_The request_
Reproduce the stretch from the line containing "cloud in the histology slide image provided." through the end of the records, swapping "pathologist" for "radiologist" and leaving everything else unchanged.
________
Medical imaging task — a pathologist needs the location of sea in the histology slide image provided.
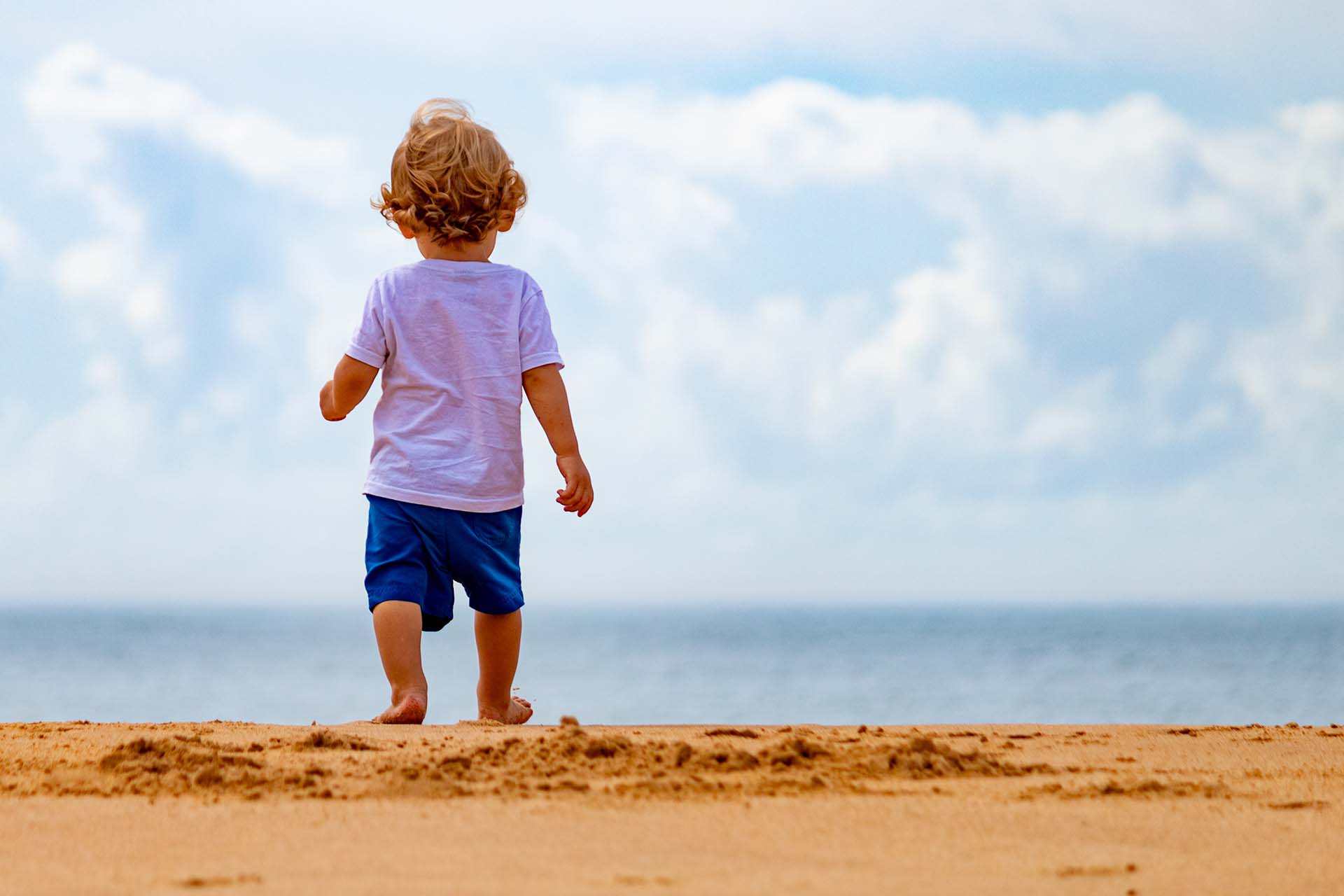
[0,605,1344,725]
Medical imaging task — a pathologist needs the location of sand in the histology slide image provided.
[0,722,1344,896]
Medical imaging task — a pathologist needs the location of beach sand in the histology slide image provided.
[0,722,1344,896]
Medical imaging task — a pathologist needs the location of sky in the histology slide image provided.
[0,0,1344,606]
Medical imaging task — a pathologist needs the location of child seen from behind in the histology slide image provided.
[320,99,593,724]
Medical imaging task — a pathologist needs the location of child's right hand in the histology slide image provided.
[555,454,593,516]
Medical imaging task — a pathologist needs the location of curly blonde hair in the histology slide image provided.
[371,98,527,244]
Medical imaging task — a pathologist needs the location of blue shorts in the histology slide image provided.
[364,494,523,631]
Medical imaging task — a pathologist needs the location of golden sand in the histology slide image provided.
[0,722,1344,896]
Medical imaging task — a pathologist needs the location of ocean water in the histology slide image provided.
[0,606,1344,724]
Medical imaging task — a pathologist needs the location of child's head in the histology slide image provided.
[372,99,527,244]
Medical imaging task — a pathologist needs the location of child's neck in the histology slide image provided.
[415,230,498,262]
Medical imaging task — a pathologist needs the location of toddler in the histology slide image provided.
[320,99,593,724]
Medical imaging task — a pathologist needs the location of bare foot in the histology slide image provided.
[477,697,532,725]
[372,693,424,725]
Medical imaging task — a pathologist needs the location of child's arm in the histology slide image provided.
[523,364,593,516]
[317,355,378,421]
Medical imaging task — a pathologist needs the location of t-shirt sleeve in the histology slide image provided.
[345,282,387,367]
[517,289,564,371]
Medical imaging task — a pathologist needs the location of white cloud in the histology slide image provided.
[24,43,359,206]
[8,41,1344,599]
[568,79,1344,450]
[0,211,23,265]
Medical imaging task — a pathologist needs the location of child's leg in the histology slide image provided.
[374,601,428,725]
[476,610,532,725]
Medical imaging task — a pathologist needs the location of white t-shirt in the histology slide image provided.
[345,258,564,513]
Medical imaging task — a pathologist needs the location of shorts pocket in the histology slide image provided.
[466,507,523,544]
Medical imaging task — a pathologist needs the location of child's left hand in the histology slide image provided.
[317,380,345,421]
________
_Task output_
Medical imaging task — a radiologist needs the location of white cloud in the histology slide image provided.
[24,43,359,206]
[8,41,1344,599]
[568,79,1344,450]
[0,211,23,265]
Medical imaging task — a radiologist needs the location of child's leg in the histology slide image provided.
[374,601,428,725]
[476,610,532,725]
Medical imaging task — a radiologist needs the location of white t-shirt in the histology slide image provided.
[345,258,564,513]
Medical imaging task — a radiologist needs the location of shorts pocket in the histology slide image provided.
[466,507,523,544]
Medical imaging task — a radiologist needs the location of child's left hand in the histology slide image provided.
[317,380,345,421]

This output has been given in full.